> SET EXERCISE: In the study methods excerpt, turn the paragraph that begins "High visibility markers" into a short list that keeps its main facts.

> DOCUMENT EXCERPT:
#####
3.3.1 Marker Placement:
High visibility markers where placed on the right side of the participants
clothing at relevant anatomical points as shown in plate 9; allowing for
accurate analysis of joint angles and measurements. Makers where placed
on the following points: front of toe, posterior point of boot heal, lateral
malleolus (ankle), lateral portion of the condyles of the femur (knee), greater
trochanter of the femur (hip) glenohumeral joint center (shoulder) and lateral
side of hat directly above and parallel to ear. Tight dark clothing was required
to be worn by participants to increase visibility and decrease the
displacement of makers. Appropriate riding gear was also requested for both
health and safety and ease of data collection.
Plate 9: High visibility marker placement on lateral side of rider. (Not to scale)
3.3.2 Video Equipment:
A Zodia Zi8 High definition video camera with 720 fps was positioned on a
tripod 3.95m from the mechanical horse at a height of 128.5 cm. This allowed
for the camera to catch the entire view of the study. Figure 1, shows the
setup with relative distances.
Figure 1: Study set-up including camera range of view and key. (Not to scale)
Mechanical Horse
Field of View
3.3.3 Data Collection Process:
Each participant underwent strict marker placement, height, inside leg and
thigh measurements before mounting the mechanical horse. Each rider
underwent a 10 minuet warm-up/acclimatisation period before data collection
commenced. Three, one minuet videos and one photo was recorded three
times for each rider in the light seat at canter. A detailed data collection
procedure is shown below in table 1.
Participants where first put into the SJ saddle and asked to shorten their
stirrups to jumping length; as SL was determined through personal choice,
the riders position and seat within the saddle was analysed in accordance to
a pre-determined specifications (see appendix 5.0). The test specifications
where designed to ensure the rider was sat correctly in the saddle and that
their riding position was not impaired by the choice of SL. If any problems did
occur the rider’s SL was altered until it met the specifications. This process
was then repeated when the rider sat in the GP saddle.
Table 1: Stage and progression of data collection process. * see appendix
5.0 for test specifications.
Warm up (walk, trot and canter in both classical and light seat)
10 minuits
Mount SJ saddle & shorten stirrup lengh to jumping length. (record length)
2 minuits
Check seat position and posture in accordance to the test specifications* . (Alter
stirrup length if neccesary) Photograph rider.
5 -10minuits
Video-Light seat- Canter (SJ saddle)
1 minuit
Mount GP saddle with previouse stirrup length
1 minuit
Check seat position and posture in accordance to the riding specifications.
Photograph rider
Video -Light seat- Canter (GP saddle)
If alteration in stirrup length was needed at stage 6; Alter stirrup length to meet the test
specifications and repeat step 7. (record stirrup length & photograph)
Complete stage 7 even if in same stirrup lengh used in SJ saddle even if stirrup lengh needs to be
changed to meet the test specifications.
#####
Data pulled from a collection:

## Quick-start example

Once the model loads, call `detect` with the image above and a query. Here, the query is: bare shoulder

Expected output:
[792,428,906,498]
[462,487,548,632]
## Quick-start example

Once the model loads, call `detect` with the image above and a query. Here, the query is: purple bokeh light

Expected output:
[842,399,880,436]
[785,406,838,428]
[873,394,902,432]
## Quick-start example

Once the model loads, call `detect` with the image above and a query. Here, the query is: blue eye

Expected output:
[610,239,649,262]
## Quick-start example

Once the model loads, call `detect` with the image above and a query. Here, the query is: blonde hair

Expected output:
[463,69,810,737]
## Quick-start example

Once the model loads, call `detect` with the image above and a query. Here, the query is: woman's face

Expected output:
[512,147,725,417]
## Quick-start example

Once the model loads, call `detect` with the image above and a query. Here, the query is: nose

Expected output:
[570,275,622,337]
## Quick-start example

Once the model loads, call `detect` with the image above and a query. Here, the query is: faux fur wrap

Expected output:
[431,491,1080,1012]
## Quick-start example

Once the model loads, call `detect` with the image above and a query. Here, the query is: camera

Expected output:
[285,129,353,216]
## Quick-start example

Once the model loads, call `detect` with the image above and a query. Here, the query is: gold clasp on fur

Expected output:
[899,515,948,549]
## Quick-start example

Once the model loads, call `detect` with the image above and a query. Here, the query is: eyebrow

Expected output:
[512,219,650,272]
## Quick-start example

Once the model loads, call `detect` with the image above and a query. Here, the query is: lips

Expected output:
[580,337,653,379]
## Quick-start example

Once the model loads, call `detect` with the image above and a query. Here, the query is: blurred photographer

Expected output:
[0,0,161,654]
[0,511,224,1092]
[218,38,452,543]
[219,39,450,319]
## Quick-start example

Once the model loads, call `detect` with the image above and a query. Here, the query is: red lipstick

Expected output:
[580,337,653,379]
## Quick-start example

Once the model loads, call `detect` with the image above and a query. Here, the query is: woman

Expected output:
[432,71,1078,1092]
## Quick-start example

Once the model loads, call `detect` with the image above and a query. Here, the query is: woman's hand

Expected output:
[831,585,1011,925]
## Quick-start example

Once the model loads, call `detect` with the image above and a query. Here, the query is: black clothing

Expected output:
#####
> CORRECT ANSWER:
- High-visibility markers went on the right side of each participant's clothing at key anatomical points, so joint angles and measurements could be analyzed accurately.
- Marker points: front of the toe, back of the boot heel, lateral malleolus (ankle), lateral femoral condyles (knee), greater trochanter of the femur (hip), glenohumeral joint center (shoulder), and the side of the hat directly above and parallel to the ear.
- Participants had to wear tight, dark clothing to make the markers easier to see and to reduce how much they shifted.
- Participants were also asked to wear suitable riding gear, for health and safety and to make data collection easier.